◆ **Work request 1**: According to the passage on the tax gap, why does Dodaro regard the EITC as difficult to administer? Answer in one to three sentences.
◆ **Work request 2**: Write out the passage on the tax gap starting with "For those interested" and going on through "and testing regime.", swapping "Oregon" for "Maryland".

◆ **Extract**:
Despite that attention-grabbing number, the GAO written testimony (page 33) describes the most significant source of the tax gap for individuals not as errors with credits such as EITC, but small business individual income underreporting:

Individual income tax underreporting accounted for most—about $235 billion—of the underreporting tax gap estimate for tax year 2006. Of that amount, IRS reported that over half—$122 billion—comes from individuals’ business income, including income from (1) sole proprietorships (persons who own unincorporated businesses by themselves), (2) partnerships (a group of two or more individuals or entities, such as corporations or other partnerships, that carry on a business), and (3) S-corporations (corporations meeting certain requirements that elect to be taxed under subchapter S of the Internal Revenue Code).

In his written testimony he summarized GAO’s view on the tax gap as follows and how IRS and Congress can reduce it as follows:

Addressing the estimated $385 billion net tax gap will require strategies on multiple fronts. Key factors that contribute to the tax gap include limited third- party reporting, resource trade-offs, and tax code complexity. For example, the extent to which individual taxpayers accurately report their income is correlated to the extent to which the income is reported to them and the Internal Revenue Service (IRS) by third parties. Where there is little or no information reporting, such as with business income, taxpayers tend to significantly misreport their income. GAO has many open recommendations to reduce the tax gap. For example, GAO recommended in 2012 that IRS use return on investment data to reallocate its enforcement resources and potentially increase revenues. Since 2011, GAO also recommended improvements to telephone and online services to help IRS deliver high-quality services to taxpayers who wish to comply with tax laws but do not understand their obligations. Other strategies GAO has suggested would require legislative actions, such as accelerating W-2 filing deadlines. Additionally, requiring partnerships and corporations to electronically file tax returns could help IRS reduce return processing costs and focus its examinations more on noncompliant taxpayers. Further, a broader opportunity to address the tax gap involves simplifying the Internal Revenue Code, as complexity can cause taxpayer confusion and provide opportunities to hide willful noncompliance.

At about the 58 minute mark, a good snapshot of the GAO position on EITC was in Dodaro’s response to questioning from Senator Hatch when the Senator described the EITC as “one of the most poorly administered federal programs” and asked if Dodaro agrees with that characterization. There Dodaro deflects from IRS bashing and notes that the EITC is difficult and complex to administer based on the challenges it faces in determining family arrangements and often its lack of information about income. Dodaro again emphasizes that IRS needs legislation to help it administer the program successfully. In particular, as I mention above, Dodaro believes that the two most important legislative proposals would be giving IRS authority to regulate paid preparers and accelerate the filing of information returns.

For those interested in the issue of regulating preparers, at about 1:01 is where GAO’s Dodaro gives his endorsement of legislation regulating preparers, including references to Oregon, one of the handful of states that has its own mandatory education and testing regime.

Parting Thoughts

There are many other specific proposals in the GAO testimony, including expansion of math error authority that I have many reservations about (and discussed previously), and a general call for simplifying the laws. For many reasons, Congress will always focus on errors in transfer programs such as the EITC. Given that the administration has proposed extending the prior expanded levels of EITC and has with some bipartisan support also called for expanding the EITC for childless workers it seems likely that the issues surrounding EITC compliance will receive an even greater amount of Congressional attention in the months ahead.

◆ **Records**:
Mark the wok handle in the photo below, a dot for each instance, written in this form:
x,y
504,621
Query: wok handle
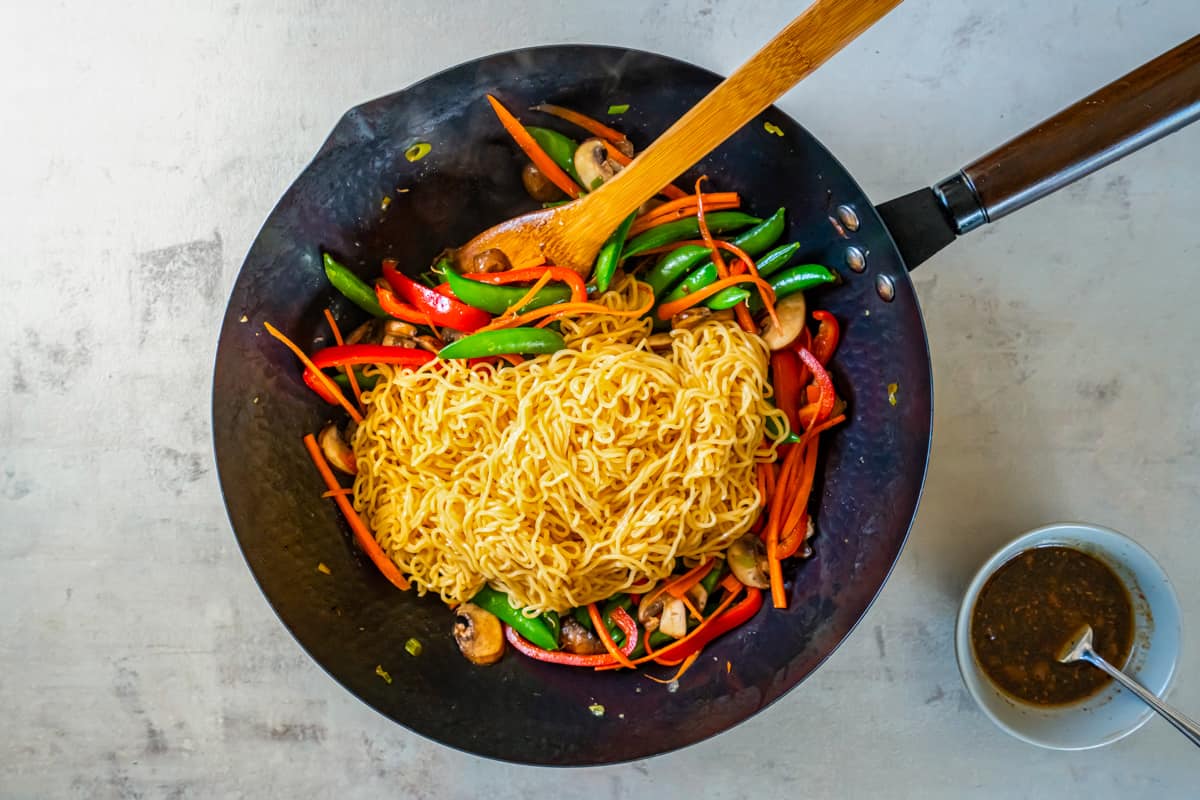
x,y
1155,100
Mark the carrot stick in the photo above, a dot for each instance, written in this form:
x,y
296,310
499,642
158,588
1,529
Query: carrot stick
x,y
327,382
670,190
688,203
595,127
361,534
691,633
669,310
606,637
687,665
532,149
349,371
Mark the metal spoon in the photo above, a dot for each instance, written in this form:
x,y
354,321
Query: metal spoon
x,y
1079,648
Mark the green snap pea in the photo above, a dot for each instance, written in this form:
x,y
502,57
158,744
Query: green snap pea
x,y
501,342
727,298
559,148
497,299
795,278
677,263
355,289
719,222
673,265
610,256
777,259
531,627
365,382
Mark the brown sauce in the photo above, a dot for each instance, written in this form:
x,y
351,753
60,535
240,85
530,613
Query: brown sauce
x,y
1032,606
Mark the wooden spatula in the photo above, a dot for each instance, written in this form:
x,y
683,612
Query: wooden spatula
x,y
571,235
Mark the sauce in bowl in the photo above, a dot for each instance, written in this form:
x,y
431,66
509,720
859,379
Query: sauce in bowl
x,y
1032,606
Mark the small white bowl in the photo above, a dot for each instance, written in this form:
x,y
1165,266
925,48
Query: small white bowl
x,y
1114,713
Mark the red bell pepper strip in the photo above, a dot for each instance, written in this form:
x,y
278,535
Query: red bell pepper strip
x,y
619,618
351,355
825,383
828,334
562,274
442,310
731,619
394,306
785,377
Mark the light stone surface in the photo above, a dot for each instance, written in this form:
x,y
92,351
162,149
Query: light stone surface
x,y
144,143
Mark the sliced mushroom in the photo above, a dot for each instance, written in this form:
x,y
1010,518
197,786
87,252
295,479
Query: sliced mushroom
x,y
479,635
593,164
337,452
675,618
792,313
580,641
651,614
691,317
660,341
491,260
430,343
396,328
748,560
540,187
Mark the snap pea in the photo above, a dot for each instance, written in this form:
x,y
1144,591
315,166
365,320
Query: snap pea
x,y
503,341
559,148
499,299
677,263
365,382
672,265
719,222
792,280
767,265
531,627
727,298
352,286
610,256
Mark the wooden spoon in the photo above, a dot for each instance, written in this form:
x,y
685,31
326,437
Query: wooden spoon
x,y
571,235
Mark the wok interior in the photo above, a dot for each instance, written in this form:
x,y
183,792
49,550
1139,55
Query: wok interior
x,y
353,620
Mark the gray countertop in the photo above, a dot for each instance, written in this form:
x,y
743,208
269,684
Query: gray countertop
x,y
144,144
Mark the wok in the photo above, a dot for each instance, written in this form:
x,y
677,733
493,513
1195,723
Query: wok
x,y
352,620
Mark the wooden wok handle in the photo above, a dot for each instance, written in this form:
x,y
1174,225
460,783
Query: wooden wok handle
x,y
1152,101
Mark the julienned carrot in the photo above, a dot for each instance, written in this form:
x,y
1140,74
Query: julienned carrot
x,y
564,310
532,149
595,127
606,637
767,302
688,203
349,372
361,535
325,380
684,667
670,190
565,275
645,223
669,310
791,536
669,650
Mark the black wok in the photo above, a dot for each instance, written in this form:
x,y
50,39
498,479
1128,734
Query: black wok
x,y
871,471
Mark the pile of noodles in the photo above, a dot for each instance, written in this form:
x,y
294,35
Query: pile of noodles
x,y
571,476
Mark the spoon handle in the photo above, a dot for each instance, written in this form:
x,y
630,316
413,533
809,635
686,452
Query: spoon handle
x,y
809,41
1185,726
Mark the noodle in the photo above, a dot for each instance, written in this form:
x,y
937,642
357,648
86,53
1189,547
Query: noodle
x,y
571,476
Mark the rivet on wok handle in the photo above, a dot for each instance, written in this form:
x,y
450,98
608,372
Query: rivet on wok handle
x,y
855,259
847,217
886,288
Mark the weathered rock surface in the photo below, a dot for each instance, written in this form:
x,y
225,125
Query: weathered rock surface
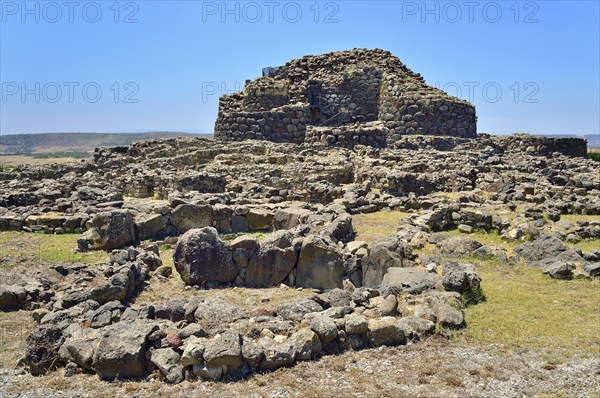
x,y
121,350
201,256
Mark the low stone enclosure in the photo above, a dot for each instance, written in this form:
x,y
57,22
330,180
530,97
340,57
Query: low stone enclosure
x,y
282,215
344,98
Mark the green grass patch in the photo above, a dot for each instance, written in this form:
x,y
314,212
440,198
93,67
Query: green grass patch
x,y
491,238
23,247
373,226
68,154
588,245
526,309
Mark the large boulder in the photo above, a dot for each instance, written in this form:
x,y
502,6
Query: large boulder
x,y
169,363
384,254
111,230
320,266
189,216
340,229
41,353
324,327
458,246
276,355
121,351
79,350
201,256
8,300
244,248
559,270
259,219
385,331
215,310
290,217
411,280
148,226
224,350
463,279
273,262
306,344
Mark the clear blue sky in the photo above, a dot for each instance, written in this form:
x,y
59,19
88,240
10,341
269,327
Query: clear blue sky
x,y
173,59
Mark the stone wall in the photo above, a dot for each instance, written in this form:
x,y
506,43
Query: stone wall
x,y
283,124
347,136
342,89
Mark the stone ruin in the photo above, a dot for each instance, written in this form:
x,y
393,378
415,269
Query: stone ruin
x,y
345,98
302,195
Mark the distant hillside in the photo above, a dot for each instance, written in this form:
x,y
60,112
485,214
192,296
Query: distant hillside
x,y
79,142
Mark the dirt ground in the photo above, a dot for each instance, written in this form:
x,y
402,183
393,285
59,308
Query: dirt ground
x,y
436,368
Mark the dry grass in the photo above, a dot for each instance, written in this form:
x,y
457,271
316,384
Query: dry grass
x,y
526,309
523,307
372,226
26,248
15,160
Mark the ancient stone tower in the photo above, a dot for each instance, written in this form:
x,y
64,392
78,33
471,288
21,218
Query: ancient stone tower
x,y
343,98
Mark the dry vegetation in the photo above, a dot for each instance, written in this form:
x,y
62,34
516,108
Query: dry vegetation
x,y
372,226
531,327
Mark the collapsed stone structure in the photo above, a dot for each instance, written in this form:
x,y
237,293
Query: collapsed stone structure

◆ **Solution 1**: Dodaro says the EITC is difficult and complex to administer because IRS faces challenges in determining family arrangements. IRS also often lacks information about income.

◆ **Solution 2**:
For those interested in the issue of regulating preparers, at about 1:01 is where GAO’s Dodaro gives his endorsement of legislation regulating preparers, including references to Maryland, one of the handful of states that has its own mandatory education and testing regime.